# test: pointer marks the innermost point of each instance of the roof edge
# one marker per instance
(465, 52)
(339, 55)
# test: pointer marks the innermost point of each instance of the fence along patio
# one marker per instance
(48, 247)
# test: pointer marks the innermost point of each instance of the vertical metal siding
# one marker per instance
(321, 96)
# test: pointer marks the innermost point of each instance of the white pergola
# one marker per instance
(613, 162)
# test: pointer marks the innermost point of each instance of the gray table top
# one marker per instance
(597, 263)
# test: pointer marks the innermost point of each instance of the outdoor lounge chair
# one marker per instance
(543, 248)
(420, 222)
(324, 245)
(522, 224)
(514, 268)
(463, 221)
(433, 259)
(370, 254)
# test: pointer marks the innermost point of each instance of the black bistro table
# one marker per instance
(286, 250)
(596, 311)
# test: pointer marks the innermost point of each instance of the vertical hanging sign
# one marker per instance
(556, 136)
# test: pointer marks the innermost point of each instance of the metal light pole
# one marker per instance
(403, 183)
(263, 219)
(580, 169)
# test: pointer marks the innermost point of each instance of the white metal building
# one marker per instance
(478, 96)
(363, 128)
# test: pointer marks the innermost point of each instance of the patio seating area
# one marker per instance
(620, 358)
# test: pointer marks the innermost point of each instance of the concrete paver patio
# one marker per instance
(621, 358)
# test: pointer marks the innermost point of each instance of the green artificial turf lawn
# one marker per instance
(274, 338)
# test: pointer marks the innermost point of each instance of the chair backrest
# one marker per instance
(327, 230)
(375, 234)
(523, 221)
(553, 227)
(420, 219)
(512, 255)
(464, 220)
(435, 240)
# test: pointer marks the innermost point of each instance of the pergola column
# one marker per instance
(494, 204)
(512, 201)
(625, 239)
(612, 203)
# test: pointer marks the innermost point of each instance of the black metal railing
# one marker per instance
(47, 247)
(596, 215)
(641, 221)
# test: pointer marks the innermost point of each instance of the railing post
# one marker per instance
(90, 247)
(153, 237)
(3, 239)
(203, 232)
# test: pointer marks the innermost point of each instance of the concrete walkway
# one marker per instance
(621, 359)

────────────────────

**Stated exercise:**
Lay out every line of the records above as a JSON list of strings, one string per line, leaving out blank lines.

**Correct answer:**
[
  "# test: pointer marks the innermost point of each instance of the roof edge",
  "# one marker per instance",
  "(465, 52)",
  "(339, 55)",
  "# test: pointer marks the innermost point of each instance of the fence along patio",
  "# one marker per instance",
  "(48, 247)",
  "# test: pointer marks the innermost point of each instance of the vertical metal siding",
  "# one marker per instance",
  "(321, 96)",
  "# test: pointer marks the innermost point of each instance of the white pergola",
  "# one marker per instance",
  "(613, 162)",
  "# test: pointer marks the innermost point of each instance of the gray table top",
  "# one marker per instance",
  "(597, 263)",
  "# test: pointer marks the innermost point of each instance of the outdoor lounge chair",
  "# one marker per instance",
  "(543, 248)",
  "(420, 222)",
  "(324, 245)",
  "(522, 224)",
  "(514, 268)",
  "(463, 221)",
  "(433, 259)",
  "(370, 254)",
  "# test: pointer marks the innermost point of each instance of the black bistro table",
  "# one marker per instance",
  "(286, 250)",
  "(596, 311)",
  "# test: pointer marks the innermost point of each instance of the vertical hanging sign",
  "# one marker per instance",
  "(556, 136)",
  "# test: pointer marks the innermost point of each instance of the metal light pole",
  "# one marker per instance",
  "(403, 183)",
  "(263, 219)",
  "(580, 169)",
  "# test: pointer marks the innermost point of each instance of the white metal building",
  "# one marker per instance",
  "(478, 96)",
  "(363, 128)",
  "# test: pointer marks the innermost point of each instance of the patio seating area",
  "# one marker per instance",
  "(620, 358)",
  "# test: pointer marks the innermost point of each instance of the concrete paver patio",
  "# one marker per instance",
  "(621, 358)",
  "# test: pointer marks the innermost point of each instance of the green artificial turf lawn",
  "# one marker per instance",
  "(274, 338)",
  "# test: pointer marks the innermost point of each instance of the chair backrest",
  "# one marker per instance",
  "(327, 230)",
  "(375, 234)",
  "(523, 221)",
  "(553, 227)",
  "(420, 219)",
  "(512, 255)",
  "(464, 220)",
  "(435, 240)",
  "# test: pointer marks the innermost point of each instance of the pergola column",
  "# one marker per instance",
  "(494, 204)",
  "(512, 201)",
  "(625, 239)",
  "(612, 203)",
  "# test: pointer marks the innermost point of each instance of the black metal railing",
  "# one marker per instance",
  "(47, 247)",
  "(596, 215)",
  "(641, 221)",
  "# test: pointer marks the innermost point of each instance of the railing post",
  "# one marker per instance",
  "(90, 247)",
  "(153, 237)",
  "(3, 239)",
  "(203, 232)",
  "# test: pointer marks the innermost point of each instance of the concrete walkway",
  "# one marker per instance",
  "(621, 359)"
]